• [EXTRAIT CHOISI]

>>

Chinafrique : Sommet Chine-Afrique, le lien renouvelé

Présidé par Xi Jinping, le 2ème Sommet Sino-Africain (FOCAC) à Johannesburg (4-5 décembre), permit de constater l’ importance stratégique de l’Afrique pour la Chine. Avec l’Europe, l’Afrique est le seul continent avec lequel elle a noué des relations « de bloc à bloc », invitant dès 2006 à Pékin, au Sommet fondateur, tous les Etats africains—sauf ceux ayant installé leur ambassade « chinoise » à Taiwan. 

Signe de respect, Xi Jinping s’est rendu à Johannesburg deux journées, sans compter l’escale au Zimbabwe, chez le vieil allié totalitaire R. Mugabe. Un autre indice fut le montant du chèque alloué à l’Union Africaine : 60 milliards de $, le triple de la dot de 2012, assorti de la levée des prêts sans intérêts, échéant en 2015. Xi offrit la formation de 200.000 techniciens en Afrique et 40.000 en Chine, dans le cadre d’un plan de zones industrielles à l’échelle continentale. 

Cette liste de cadeaux illustre bien la continuité dans l’aide chinoise au développement africain : en 2013, elle versait 13 milliards de $, soit 44% du budget chinois d’aide au développement dans le monde. 

L’effort arrive sous une conjoncture pourtant peu favorable : pour l’Afrique sub-saharienne, le FMI prévoit 3,8% de PIB en 2015, et 4,3% en 2016, en recul par rapport aux 5% de 2014. Les échanges sino-africains sont impactés par la récession mi-programmée («nouveau normal»), mi-subie par l’économie chinoise. Au 1er semestre 2015, les importations chinoises reculèrent de 43%, et les investissements chinois (IDE), de 40% (1,19 milliard de $) par rapport au 1er semestre 2014.

Depuis 2000, les échanges avaient fusé de 10 milliards $ à 220 milliards de $, mais depuis 2013, ils ne progressèrent plus que de 2 milliards de $ en tout et pour tout. La chute de l’import chinois de pétrole et minerais africains (fer, cuivre, titane) ont entaillé les revenus de ces Etats, jusqu’à 60% en Zambie, et 50% au Nigeria, Tout ceci fait craindre à Martyn Davies, du cabinet Deloitte, que des projets investis aujourd’hui en Afrique, le soient à fonds perdus : le capital offert par Xi Jinping, serait « investi quasi à contre cycle ». 

C’est probable, mais c’est voulu –choix politique de long terme. La brutale coupure des importations chinoises, cassant au passage les cours mondiaux de ces « commodities », a mis en lumière la vulnérabilité d’une économie africaine trop axée sur les ressources minières et fossiles, face à un exploitant chinois qui recourt aussi peu que possible à l’emploi local et emporte « sa » marchandise en faisant venir le personnel nécessaire.

Très inquiets lors du Sommet FOCAC, les dirigeants africains espéraient donc la confirmation de l’effort chinois à long terme, et surtout un réexamen des priorités de cette politique : une aide à la diversification des investissements, pour une baisse de leur dépendance envers la Chine. Ils ont obtenu, sinon des réponses, du moins des signaux favorables.

<<

Recopiez l'extrait sur le sommet Chine-Afrique en partant de « Présidé par Xi » et en allant jusqu'à « à l’échelle continentale. », en substituant « jours » à « journées ».

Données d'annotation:
>>

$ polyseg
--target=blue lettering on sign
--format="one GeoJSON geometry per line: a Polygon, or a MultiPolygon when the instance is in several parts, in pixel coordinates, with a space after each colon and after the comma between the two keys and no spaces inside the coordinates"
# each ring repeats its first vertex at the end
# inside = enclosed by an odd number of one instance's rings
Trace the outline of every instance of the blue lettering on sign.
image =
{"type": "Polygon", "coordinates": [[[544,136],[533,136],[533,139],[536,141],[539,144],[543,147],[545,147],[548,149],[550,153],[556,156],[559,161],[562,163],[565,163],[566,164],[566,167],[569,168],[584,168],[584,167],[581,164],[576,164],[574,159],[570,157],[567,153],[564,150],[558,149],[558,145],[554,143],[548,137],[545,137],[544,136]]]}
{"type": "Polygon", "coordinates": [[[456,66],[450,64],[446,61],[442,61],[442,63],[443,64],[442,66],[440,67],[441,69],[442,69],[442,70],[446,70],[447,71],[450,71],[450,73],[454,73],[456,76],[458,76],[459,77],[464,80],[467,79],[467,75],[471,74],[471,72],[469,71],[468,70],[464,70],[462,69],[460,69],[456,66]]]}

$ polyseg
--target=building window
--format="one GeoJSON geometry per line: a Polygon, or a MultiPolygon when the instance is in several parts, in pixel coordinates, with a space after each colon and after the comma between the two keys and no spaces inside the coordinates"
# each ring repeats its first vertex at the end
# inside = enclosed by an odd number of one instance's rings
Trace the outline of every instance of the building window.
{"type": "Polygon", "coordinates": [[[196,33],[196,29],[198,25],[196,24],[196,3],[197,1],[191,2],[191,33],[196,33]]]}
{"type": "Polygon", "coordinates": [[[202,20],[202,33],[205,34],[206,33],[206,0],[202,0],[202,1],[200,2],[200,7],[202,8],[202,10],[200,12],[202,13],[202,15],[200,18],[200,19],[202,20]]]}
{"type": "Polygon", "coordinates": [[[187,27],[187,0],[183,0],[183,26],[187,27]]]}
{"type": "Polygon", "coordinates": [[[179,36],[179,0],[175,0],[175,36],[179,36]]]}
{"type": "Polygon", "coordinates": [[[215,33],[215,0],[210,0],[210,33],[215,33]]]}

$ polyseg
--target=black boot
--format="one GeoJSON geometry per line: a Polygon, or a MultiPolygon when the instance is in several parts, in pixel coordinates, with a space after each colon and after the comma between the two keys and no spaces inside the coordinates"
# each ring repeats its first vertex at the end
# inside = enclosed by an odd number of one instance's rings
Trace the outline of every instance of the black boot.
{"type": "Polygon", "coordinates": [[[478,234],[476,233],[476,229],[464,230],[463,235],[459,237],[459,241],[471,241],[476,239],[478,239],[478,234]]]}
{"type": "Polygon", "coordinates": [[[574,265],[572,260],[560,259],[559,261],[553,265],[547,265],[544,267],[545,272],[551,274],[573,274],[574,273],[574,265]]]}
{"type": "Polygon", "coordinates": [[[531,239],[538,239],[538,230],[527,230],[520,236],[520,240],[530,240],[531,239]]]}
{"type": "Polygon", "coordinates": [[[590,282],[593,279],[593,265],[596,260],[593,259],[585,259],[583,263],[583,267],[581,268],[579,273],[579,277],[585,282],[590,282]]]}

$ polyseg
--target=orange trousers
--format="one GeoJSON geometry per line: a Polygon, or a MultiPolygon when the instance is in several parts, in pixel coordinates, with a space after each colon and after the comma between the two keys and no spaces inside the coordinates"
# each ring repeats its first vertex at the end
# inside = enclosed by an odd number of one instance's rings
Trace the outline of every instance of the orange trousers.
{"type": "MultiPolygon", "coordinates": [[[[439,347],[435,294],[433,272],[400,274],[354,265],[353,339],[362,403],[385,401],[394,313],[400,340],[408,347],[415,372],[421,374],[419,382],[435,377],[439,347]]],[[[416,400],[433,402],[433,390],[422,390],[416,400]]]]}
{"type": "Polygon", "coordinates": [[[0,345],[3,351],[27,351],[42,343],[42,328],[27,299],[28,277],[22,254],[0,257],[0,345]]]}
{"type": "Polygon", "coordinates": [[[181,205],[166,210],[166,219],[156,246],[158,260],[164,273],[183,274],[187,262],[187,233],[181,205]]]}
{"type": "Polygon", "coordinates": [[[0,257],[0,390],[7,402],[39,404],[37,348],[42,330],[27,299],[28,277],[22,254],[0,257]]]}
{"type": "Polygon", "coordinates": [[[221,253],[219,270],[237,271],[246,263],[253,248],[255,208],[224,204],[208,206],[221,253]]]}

<<

• [RÉSULTAT]
Présidé par Xi Jinping, le 2ème Sommet Sino-Africain (FOCAC) à Johannesburg (4-5 décembre), permit de constater l’ importance stratégique de l’Afrique pour la Chine. Avec l’Europe, l’Afrique est le seul continent avec lequel elle a noué des relations « de bloc à bloc », invitant dès 2006 à Pékin, au Sommet fondateur, tous les Etats africains—sauf ceux ayant installé leur ambassade « chinoise » à Taiwan. 

Signe de respect, Xi Jinping s’est rendu à Johannesburg deux jours, sans compter l’escale au Zimbabwe, chez le vieil allié totalitaire R. Mugabe. Un autre indice fut le montant du chèque alloué à l’Union Africaine : 60 milliards de $, le triple de la dot de 2012, assorti de la levée des prêts sans intérêts, échéant en 2015. Xi offrit la formation de 200.000 techniciens en Afrique et 40.000 en Chine, dans le cadre d’un plan de zones industrielles à l’échelle continentale.